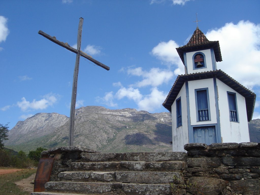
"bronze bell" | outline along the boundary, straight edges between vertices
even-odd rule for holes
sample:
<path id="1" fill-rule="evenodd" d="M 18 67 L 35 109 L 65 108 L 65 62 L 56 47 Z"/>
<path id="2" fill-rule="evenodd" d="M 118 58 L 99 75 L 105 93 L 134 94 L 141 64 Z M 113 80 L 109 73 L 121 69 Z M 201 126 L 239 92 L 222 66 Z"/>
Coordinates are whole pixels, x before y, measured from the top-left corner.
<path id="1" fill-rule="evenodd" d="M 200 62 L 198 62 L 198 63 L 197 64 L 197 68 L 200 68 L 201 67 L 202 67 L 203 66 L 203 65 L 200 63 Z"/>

--

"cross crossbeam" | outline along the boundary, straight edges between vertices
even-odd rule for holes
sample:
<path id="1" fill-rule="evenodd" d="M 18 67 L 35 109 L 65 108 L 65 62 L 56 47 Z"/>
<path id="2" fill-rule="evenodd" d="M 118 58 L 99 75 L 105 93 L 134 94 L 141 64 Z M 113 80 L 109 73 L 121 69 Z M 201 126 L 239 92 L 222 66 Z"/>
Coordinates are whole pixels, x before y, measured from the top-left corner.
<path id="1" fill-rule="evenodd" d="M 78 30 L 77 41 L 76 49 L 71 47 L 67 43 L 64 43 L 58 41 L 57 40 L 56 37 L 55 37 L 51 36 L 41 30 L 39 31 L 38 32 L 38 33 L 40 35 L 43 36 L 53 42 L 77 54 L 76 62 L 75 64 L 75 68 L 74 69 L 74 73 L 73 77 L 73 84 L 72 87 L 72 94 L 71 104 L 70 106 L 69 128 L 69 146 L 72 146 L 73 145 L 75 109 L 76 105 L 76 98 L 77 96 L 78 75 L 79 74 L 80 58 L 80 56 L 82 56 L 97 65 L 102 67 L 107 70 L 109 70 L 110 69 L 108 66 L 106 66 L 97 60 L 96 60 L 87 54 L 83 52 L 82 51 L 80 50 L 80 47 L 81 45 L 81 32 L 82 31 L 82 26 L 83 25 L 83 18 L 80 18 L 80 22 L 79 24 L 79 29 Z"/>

--

### WORK REQUIRED
Pull out every line of the records above that contains the string "straight".

### FULL RESPONSE
"bronze bell" | outline along the boundary, straight edges between vertices
"cross crossbeam" | outline along the boundary, straight edges between vertices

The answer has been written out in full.